[Records from a data source]
------
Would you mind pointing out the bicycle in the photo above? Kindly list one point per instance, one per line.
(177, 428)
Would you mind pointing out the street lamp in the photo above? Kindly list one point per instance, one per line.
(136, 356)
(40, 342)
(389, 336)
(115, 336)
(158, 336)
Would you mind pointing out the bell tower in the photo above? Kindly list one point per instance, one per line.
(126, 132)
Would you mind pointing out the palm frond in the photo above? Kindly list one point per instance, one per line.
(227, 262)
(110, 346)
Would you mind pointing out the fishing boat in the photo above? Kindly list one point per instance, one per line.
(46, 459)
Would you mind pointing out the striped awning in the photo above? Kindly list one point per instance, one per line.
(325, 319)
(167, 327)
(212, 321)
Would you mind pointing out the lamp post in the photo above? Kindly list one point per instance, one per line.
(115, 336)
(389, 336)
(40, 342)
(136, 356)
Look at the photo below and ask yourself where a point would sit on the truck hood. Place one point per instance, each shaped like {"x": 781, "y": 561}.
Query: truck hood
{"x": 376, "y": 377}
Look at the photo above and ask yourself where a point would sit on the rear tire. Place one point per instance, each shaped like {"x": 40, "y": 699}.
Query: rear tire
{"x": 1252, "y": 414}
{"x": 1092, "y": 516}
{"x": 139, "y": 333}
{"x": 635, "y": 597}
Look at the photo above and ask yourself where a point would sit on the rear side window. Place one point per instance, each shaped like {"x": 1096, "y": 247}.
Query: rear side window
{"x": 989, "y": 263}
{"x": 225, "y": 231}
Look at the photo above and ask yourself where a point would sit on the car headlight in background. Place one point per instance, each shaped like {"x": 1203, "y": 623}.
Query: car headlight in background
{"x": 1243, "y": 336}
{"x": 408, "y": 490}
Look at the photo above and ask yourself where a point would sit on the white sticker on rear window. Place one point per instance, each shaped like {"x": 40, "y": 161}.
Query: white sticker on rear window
------
Each line above with the string "yourself" in it should be located and copied.

Written solution:
Look at the photo below and ask yourself where a point would sit on the truck hood. Place one point per instance, each shaped like {"x": 781, "y": 561}.
Look at the photo above and ask yourself where a point would sit on the rear tire. Place one point per instance, each shaped like {"x": 40, "y": 699}.
Look at the photo above and ask yourself where a point would sit on the rear side window. Place one point per instance, each shaped like {"x": 1096, "y": 247}.
Look at the photo above and ask yourself where a point would sit on the car headlight in background. Place one point per instance, each shaped like {"x": 1203, "y": 623}.
Look at the photo above and ask yourself where a point would sit on the white sticker on rear window. Place one point per instance, each shaped like {"x": 40, "y": 161}.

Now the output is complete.